[EXERCISE 1]
In the rows between the lines holding "Mark one point on each instance of the winglet" and "pixel 575 316", inclusive, swap "write" for "record" and give those lines again with nothing else changed.

A fat tax maybe not be enough of an answer to Australia’s obesity epidemic. HoskingIndustries/Flickr

OBESE NATION: It’s time to admit it - Australia is becoming an obese nation. This series looks at how this has happened and more importantly, what we can do to stop the obesity epidemic.

Here Suzie Ferrie explains why a fat tax isn’t enough to deal with the problem while Kathryn Backholer and Anna Peeters look at the relationship between socioeconomic status and weight.


We often hear calls for a junk food tax or “fat tax” when there’s discussion of Australia’s growing obesity problem. The idea behind such a tax is that it would enable governments to subsidise healthy foods so that they’re more affordable, and make unhealthy foods comparatively expensive so people buy less of them.

But would they really? Is cost really the most powerful determinant of what food products people buy?

Let’s consider the likely effects of a junk food tax. Researchers claim that a 20% tax on a can of soft drink would be a sufficient deterrent to purchasing it.

It’s easy to visualise this: someone approaches the refrigerator in a convenience store wanting to buy a drink and ready to make a decision based on taste and cost. If a soft drink is more expensive than low-fat milk or water, it becomes less attractive and we could see a change in buying behaviour – and the attendant reduction in the consumption of obesity-promoting products.

Most meal options are not arrayed together for a simple price comparison. Flickr/thinkpanama

But the junk food tax idea falls over in other situations where food choices are made – when factors other than price come into play. Family dinner options, for instance, are rarely arrayed together in one location for a simple price comparison.

In lower-income areas, where obesity is disproportionately more common, main roads are lined with takeaway food outlets and the only greengrocer may not have a car park (let alone a drive-through service). Part of the attraction of takeaway food is that it provides instant satisfaction while demanding little in the way of (cooking) skills or (nutritional) knowledge.

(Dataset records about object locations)
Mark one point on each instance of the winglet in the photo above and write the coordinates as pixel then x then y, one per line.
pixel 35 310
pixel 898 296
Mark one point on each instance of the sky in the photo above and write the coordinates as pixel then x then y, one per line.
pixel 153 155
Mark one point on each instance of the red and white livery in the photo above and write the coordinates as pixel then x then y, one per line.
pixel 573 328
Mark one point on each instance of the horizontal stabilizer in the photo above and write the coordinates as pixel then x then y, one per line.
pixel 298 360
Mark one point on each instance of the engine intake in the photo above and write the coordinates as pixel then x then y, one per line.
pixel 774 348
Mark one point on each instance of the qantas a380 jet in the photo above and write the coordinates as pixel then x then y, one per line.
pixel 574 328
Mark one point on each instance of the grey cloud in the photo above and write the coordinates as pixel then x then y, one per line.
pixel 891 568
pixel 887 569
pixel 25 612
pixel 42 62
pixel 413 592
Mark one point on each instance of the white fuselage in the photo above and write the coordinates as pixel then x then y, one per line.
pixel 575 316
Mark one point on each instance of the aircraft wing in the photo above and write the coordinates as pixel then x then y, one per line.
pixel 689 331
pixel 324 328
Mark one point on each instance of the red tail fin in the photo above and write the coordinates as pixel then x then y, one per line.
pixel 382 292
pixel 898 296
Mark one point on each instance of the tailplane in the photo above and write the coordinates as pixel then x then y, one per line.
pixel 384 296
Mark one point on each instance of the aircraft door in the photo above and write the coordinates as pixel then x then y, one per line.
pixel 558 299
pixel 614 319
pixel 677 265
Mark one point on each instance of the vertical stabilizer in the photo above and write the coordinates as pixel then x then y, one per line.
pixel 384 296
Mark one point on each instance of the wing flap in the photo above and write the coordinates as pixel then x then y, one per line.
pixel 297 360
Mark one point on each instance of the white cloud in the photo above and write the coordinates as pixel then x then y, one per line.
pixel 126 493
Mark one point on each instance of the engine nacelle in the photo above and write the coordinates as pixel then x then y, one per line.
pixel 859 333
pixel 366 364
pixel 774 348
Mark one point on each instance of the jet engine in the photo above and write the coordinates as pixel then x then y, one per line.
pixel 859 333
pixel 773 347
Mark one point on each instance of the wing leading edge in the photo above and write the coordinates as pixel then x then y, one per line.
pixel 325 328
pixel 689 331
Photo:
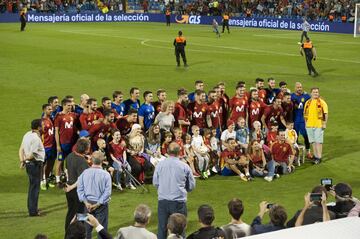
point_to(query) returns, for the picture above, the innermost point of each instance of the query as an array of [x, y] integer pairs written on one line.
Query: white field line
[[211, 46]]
==
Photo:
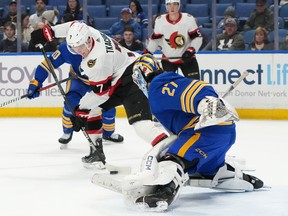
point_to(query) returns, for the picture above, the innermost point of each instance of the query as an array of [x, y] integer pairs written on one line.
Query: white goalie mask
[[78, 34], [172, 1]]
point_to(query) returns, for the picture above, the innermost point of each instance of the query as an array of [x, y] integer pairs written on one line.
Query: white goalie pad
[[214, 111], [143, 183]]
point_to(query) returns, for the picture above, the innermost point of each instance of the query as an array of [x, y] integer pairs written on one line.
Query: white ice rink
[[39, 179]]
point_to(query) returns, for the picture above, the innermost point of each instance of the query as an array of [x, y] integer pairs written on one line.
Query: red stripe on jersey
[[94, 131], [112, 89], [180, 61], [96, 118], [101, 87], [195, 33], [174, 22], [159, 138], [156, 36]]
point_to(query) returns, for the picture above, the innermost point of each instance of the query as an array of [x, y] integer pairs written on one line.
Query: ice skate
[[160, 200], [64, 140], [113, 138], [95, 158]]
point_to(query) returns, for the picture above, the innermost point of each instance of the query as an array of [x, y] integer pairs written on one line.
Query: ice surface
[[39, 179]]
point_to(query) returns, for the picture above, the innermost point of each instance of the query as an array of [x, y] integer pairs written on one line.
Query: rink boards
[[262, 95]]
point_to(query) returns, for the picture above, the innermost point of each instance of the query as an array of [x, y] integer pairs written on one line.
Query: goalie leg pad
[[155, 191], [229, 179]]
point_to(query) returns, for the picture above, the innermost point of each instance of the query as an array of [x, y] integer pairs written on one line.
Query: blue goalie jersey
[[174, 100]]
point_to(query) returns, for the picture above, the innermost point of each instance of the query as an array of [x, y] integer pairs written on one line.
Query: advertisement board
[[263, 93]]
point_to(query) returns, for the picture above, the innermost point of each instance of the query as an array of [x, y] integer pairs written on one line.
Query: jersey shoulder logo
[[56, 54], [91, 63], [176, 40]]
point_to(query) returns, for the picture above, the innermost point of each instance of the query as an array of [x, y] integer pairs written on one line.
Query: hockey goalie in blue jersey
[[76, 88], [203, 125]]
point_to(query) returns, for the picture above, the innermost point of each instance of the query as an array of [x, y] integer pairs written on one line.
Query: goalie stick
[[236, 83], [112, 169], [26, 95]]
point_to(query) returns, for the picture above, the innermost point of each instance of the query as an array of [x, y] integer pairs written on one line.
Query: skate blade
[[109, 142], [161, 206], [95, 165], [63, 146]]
--
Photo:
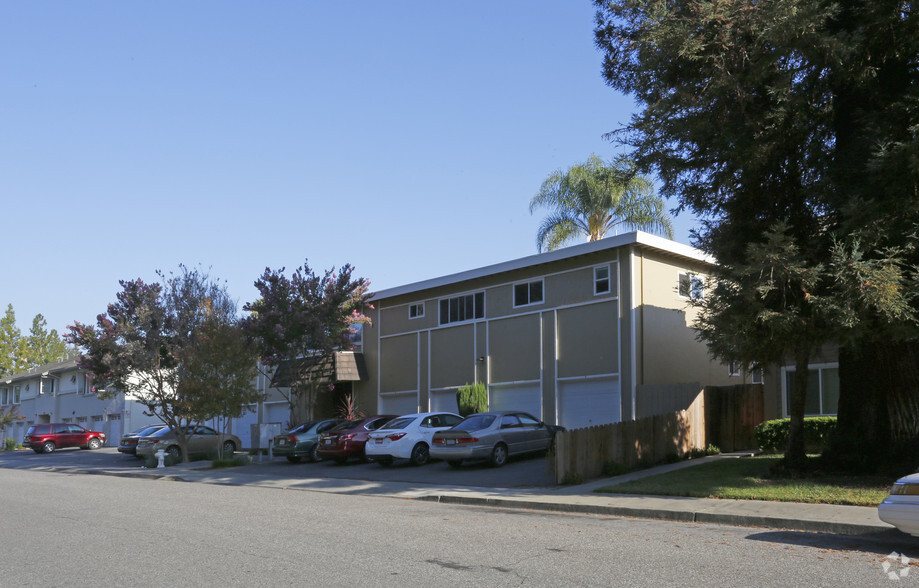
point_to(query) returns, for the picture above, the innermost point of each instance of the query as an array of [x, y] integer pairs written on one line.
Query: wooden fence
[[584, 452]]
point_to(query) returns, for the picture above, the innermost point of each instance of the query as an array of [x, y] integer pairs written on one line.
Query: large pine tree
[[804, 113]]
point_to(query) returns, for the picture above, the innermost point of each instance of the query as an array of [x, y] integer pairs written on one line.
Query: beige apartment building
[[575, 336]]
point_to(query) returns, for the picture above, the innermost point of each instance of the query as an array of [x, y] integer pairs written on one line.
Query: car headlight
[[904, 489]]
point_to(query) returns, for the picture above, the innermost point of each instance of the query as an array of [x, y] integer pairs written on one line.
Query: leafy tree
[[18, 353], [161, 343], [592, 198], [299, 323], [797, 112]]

[EXERCISE 2]
In the passage on Australia's obesity problem, what size of tax on a can of soft drink do researchers claim would be a sufficient deterrent to buying it?

[PROBLEM SOLUTION 1]
Mark one point on each instance of the winglet in the photo above and record the coordinates as pixel then x then y, one per line.
pixel 35 310
pixel 898 296
Mark one point on each instance of the sky in the photo above and record the coordinates as pixel then x then y, one per line.
pixel 153 155
Mark one point on each instance of the red and white livery in the photo above and record the coordinates as pixel then x then y, one per line.
pixel 573 328
Mark one point on each instance of the horizontal stabilizer in the photo above and record the coordinates as pixel then x then y, one per line.
pixel 298 360
Mark one point on each instance of the engine intake in the photo above and record the coordinates as pixel then x then y, one per line.
pixel 774 348
Mark one point on each instance of the qantas a380 jet in the photo above and record the coordinates as pixel then x then y, one per line.
pixel 574 328
Mark one point on each instance of the grey cloud in the photo above and record the coordinates as pixel then x then y, one per line.
pixel 891 568
pixel 887 569
pixel 25 612
pixel 42 62
pixel 413 592
Mark one point on each instance of the white fuselage in the photo above and record the coordinates as pixel then x then y, one per line.
pixel 575 316

[PROBLEM SOLUTION 2]
A 20% tax.